### Extrait du texte

Après un long arrêt, long, seulement au niveau de la production, je reprends le chemin du blog.
Je m'attelle à un long travail d' installation mêlant peinture et broderie.
Le prétexte, la base en est l'histoire de Procné et Philomèle . Histoire décrite par Ovide dans les Métamorphoses Livre VI et analysée par Françoise Frontisi-Ducroux dans Ouvrages de Dames Ariane, Hélène, Pénélope.
« Il était une fois un roi d’Athènes qui avait deux filles. Ainsi commence le conte cruel de Procné et Philomèle. Quand on est roi d’Athènes, on n’a aucun mal à bien marier ses filles. Pourtant Pandion donne son aînée à un étranger. Celui-ci, Térée, est roi, certes, mais de Thrace, royaume lointain des contrées nordiques, à demi-barbares. Cette alliance un peu trop distante s’explique par des raisons politiques. Térée a rendu service au roi d’Athènes en lui apportant une aide militaire décisive dans une situation désespérée : Athènes assiégée par des peuples venus de la mer. Procné est donc sacrifiée à la Raison d’État. De ses premières années de mariage on ne sait pas grand-chose. La tragédie de Sophocle, Térée, qui la mettait en scène, est perdue : il n’en reste que des lambeaux difficiles à interpréter. L’un de ces fragments semble dire le déplaisir de l’héroïne à se sentir déracinée, isolée dans un pays étranger, dans une langue incompréhensible. Térée lui a fait un enfant, un fils, le petit Itys, qui apparemment ne suffit pas à guérir sa tristesse. Dans ses Métamorphoses, Ovide comble les lacunes des témoignages grecs, en livrant tous les détails. Procné se languit de sa sœur Philomèle. Elle demande à lui rendre visite. Mais une épouse ne revient pas vers la maison de son père. Térée qui chérit Athènes et probablement son beau-père, saute sur l’occasion d’un voyage et s’offre à aller chercher sa belle-sœur. Mais dès qu’il a vu la beauté de la jeune fille son sang s’est enflammé. C’est dû, explique Ovide, « à une sensualité innée : on est porté dans ces pays vers les plaisirs de Vénus ; le vice qui le ronge est le sien et celui de sa race ». Sur le chemin du retour, il viole Philomèle et lui coupe la langue pour l’empêcher de porter plainte. Mais elle réussit à avertir sa sœur en tissant au métier son horrible aventure. Les deux sœurs se vengent en découpant le petit Itys qu’elles servent, cuisiné, à son père. Elles s’enfuient vers Athènes, poursuivies par Térée, et tous sont métamorphosés en oiseaux, Procné en rossignol, Philomèle en Hirondelle, Térée en huppe et le petit Itys en roitelet. »

### Consigne
Recopiez le passage du texte en commençant par « Je m'attelle à » et en continuant jusqu'à « Ariane, Hélène, Pénélope. », puis substituez « tapisserie » à « broderie ». Les entrées ci-dessous sont tirées d'une autre source.

### Entrées

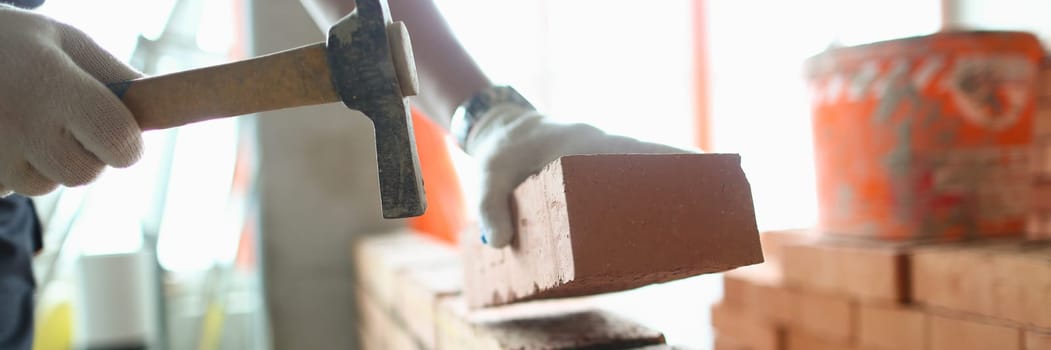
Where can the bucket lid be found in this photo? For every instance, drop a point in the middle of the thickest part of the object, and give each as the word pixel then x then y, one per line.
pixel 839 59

---

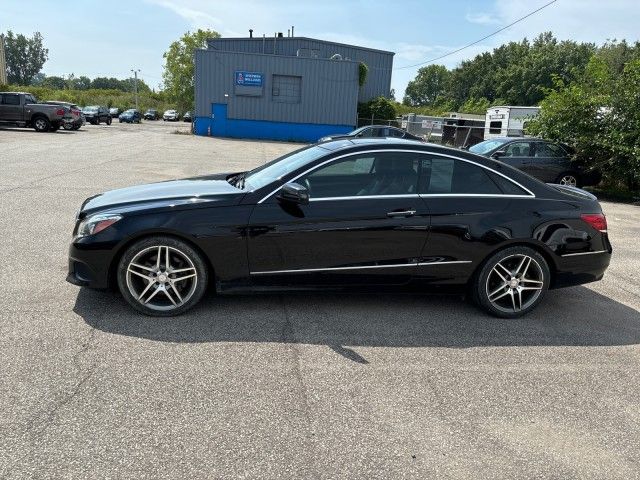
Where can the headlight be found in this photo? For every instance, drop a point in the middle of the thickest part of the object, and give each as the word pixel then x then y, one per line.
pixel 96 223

### Résultat
Je m'attelle à un long travail d' installation mêlant peinture et tapisserie.
Le prétexte, la base en est l'histoire de Procné et Philomèle . Histoire décrite par Ovide dans les Métamorphoses Livre VI et analysée par Françoise Frontisi-Ducroux dans Ouvrages de Dames Ariane, Hélène, Pénélope.